--- START ---

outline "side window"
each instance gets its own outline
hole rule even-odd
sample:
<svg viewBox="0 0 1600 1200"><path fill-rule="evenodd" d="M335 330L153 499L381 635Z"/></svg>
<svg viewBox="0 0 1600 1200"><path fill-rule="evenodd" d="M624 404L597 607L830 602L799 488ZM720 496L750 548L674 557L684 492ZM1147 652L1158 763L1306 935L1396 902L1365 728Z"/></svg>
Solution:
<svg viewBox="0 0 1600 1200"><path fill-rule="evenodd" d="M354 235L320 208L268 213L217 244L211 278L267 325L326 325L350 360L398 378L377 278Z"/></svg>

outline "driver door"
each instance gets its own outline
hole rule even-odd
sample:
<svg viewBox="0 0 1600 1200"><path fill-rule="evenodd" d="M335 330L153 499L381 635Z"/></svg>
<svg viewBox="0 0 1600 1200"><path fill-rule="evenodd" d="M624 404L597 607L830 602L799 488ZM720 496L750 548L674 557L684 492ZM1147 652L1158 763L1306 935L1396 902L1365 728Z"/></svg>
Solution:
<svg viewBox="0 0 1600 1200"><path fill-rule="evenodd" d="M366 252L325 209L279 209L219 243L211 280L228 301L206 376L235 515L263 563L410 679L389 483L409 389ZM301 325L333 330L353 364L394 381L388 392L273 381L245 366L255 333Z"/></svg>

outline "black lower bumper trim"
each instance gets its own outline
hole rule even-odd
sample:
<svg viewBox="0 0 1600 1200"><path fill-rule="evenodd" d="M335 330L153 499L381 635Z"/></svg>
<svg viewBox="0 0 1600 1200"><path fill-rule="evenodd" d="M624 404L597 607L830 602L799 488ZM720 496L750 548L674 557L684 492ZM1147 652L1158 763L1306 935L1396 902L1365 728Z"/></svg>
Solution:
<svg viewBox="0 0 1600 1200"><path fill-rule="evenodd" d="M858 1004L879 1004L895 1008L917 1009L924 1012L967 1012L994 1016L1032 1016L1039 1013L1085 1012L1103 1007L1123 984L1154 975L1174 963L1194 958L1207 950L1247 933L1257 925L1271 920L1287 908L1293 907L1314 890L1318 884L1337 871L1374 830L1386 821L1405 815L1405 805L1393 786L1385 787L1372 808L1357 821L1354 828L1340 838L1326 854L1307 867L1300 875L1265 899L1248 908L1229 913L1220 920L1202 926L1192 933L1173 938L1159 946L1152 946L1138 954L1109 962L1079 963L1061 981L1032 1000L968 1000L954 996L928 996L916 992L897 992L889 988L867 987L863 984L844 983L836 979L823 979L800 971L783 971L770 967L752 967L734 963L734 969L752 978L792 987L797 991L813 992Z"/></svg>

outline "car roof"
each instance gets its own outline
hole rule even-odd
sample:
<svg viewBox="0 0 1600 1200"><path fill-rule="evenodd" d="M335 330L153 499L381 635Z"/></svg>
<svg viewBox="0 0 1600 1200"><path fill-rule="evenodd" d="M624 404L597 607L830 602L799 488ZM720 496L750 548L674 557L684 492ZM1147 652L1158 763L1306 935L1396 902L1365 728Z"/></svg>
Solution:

--- END ---

Every line of the data above should be reproduced word for word.

#### [Task answer]
outline "side window"
each instance gets its own outline
hole rule even-odd
sample:
<svg viewBox="0 0 1600 1200"><path fill-rule="evenodd" d="M335 330L153 499L381 635Z"/></svg>
<svg viewBox="0 0 1600 1200"><path fill-rule="evenodd" d="M624 404L597 607L830 602L799 488ZM720 496L750 548L674 557L684 492ZM1147 652L1158 763L1306 935L1396 902L1365 728Z"/></svg>
Solution:
<svg viewBox="0 0 1600 1200"><path fill-rule="evenodd" d="M354 235L320 208L268 213L217 244L211 278L267 325L326 325L350 360L398 378L377 278Z"/></svg>

outline "driver door"
each instance gets its own outline
hole rule even-odd
sample:
<svg viewBox="0 0 1600 1200"><path fill-rule="evenodd" d="M335 330L153 499L381 635Z"/></svg>
<svg viewBox="0 0 1600 1200"><path fill-rule="evenodd" d="M624 404L597 607L830 602L799 488ZM720 496L750 548L674 557L684 492ZM1147 652L1158 763L1306 935L1396 902L1365 728Z"/></svg>
Solution:
<svg viewBox="0 0 1600 1200"><path fill-rule="evenodd" d="M366 252L325 209L279 209L219 243L211 280L228 301L206 376L235 515L263 563L410 679L389 483L409 389ZM301 325L333 330L353 364L394 381L388 392L273 381L245 366L255 333Z"/></svg>

outline "black lower bumper trim"
each instance gets its own outline
hole rule even-odd
sample:
<svg viewBox="0 0 1600 1200"><path fill-rule="evenodd" d="M335 330L153 499L381 635Z"/></svg>
<svg viewBox="0 0 1600 1200"><path fill-rule="evenodd" d="M624 404L597 607L830 602L799 488ZM720 496L750 548L674 557L684 492ZM1147 652L1158 763L1306 935L1396 902L1365 728Z"/></svg>
Solution:
<svg viewBox="0 0 1600 1200"><path fill-rule="evenodd" d="M858 1004L879 1004L895 1008L917 1009L924 1012L967 1012L994 1016L1032 1016L1039 1013L1085 1012L1103 1007L1123 984L1154 975L1174 963L1194 958L1207 950L1247 933L1257 925L1271 920L1287 908L1293 907L1314 890L1318 884L1337 871L1374 830L1386 821L1405 815L1405 805L1393 786L1385 787L1372 808L1357 821L1354 828L1340 838L1326 854L1307 867L1300 875L1265 899L1248 908L1229 913L1220 920L1202 926L1192 933L1173 938L1159 946L1152 946L1138 954L1109 962L1079 963L1061 981L1032 1000L968 1000L954 996L928 996L916 992L897 992L889 988L867 987L863 984L844 983L836 979L823 979L800 971L783 971L770 967L752 967L734 963L734 969L752 978L792 987L797 991L813 992Z"/></svg>

outline "car roof"
each instance gets its own outline
hole rule even-odd
sample:
<svg viewBox="0 0 1600 1200"><path fill-rule="evenodd" d="M335 330L153 499L381 635Z"/></svg>
<svg viewBox="0 0 1600 1200"><path fill-rule="evenodd" d="M624 404L597 607L830 602L799 488ZM720 496L750 548L674 557L684 492ZM1147 652L1158 763L1306 935L1396 902L1365 728Z"/></svg>
Solution:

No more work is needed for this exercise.